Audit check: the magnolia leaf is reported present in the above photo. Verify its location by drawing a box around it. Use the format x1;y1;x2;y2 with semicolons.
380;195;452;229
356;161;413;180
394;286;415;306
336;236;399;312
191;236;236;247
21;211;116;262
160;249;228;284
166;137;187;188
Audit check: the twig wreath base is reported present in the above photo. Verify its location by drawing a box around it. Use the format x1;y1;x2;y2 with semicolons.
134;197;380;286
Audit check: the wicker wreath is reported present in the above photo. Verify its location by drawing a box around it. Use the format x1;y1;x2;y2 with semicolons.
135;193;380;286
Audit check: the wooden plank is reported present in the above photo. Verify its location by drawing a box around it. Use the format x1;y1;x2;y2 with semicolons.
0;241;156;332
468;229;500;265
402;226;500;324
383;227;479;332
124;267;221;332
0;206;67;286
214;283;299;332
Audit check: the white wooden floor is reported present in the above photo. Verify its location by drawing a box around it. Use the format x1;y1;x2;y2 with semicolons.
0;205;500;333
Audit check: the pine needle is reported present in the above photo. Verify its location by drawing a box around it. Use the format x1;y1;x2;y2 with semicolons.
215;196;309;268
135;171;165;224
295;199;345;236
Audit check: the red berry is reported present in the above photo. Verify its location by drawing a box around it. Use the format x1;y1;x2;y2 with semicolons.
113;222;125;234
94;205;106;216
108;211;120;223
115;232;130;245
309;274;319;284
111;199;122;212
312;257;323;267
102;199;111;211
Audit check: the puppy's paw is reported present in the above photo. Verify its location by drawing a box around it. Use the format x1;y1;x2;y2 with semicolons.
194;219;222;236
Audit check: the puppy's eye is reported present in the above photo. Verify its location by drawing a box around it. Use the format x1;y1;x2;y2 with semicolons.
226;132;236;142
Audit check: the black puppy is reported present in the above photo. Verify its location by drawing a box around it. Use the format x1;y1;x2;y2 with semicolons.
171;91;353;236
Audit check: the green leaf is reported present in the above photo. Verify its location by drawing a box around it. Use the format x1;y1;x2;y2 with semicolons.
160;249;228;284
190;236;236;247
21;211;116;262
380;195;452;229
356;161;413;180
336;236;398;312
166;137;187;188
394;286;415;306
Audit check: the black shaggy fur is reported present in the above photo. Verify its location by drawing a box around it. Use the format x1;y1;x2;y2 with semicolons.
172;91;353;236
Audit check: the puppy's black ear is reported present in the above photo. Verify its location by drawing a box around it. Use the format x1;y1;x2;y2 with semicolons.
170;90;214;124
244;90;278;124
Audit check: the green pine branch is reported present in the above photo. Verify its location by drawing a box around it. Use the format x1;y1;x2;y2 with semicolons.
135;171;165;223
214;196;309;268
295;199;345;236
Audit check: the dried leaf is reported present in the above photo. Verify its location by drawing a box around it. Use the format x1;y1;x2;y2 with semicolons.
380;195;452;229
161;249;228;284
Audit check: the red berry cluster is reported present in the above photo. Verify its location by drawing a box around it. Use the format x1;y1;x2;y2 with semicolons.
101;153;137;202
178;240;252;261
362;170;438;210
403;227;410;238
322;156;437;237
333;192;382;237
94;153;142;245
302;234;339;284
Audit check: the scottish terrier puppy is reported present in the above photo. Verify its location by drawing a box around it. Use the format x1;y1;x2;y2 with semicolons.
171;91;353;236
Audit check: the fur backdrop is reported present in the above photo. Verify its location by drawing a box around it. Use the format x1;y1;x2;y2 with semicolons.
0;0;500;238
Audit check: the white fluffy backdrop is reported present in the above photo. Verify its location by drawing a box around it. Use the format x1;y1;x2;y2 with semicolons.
● ● ● ● ● ● ●
(The request) Recast the data from the line containing "Audit check: the puppy's eye" to the line containing "244;90;278;124", inclusive, as a Markdown table with the columns No. and Line. Number each row and leave out any blank lines.

(Written answer)
| No. | Line |
|---|---|
| 1 | Audit check: the puppy's eye is reported present in the above photo. Verify its location by drawing a box around it. Use the format x1;y1;x2;y2 with semicolons. |
| 2 | 226;132;236;142 |
| 3 | Audit check: the black puppy is reported present in the above photo. Verify its location by drawing a box around it. Use the format x1;y1;x2;y2 with semicolons. |
| 4 | 171;91;353;236 |
| 5 | Audit check: the green leaf is reported present in the above photo. Verify its location by drawing a box around it. Use the format x1;y1;x2;y2 with semicolons. |
| 6 | 160;249;228;284 |
| 7 | 190;236;236;247 |
| 8 | 21;211;116;262 |
| 9 | 380;195;452;229 |
| 10 | 356;161;413;180 |
| 11 | 336;236;398;312 |
| 12 | 166;137;187;188 |
| 13 | 394;286;415;306 |
| 14 | Audit check: the black shaggy fur is reported present in the above photo. Verify its location by drawing a box around it. Use the format x1;y1;x2;y2 with semicolons. |
| 15 | 172;91;353;236 |
| 16 | Audit check: the puppy's black ear is reported present in the above photo. Verify its location by drawing a box around it. Use the format x1;y1;x2;y2 with semicolons. |
| 17 | 170;90;214;124 |
| 18 | 244;90;278;124 |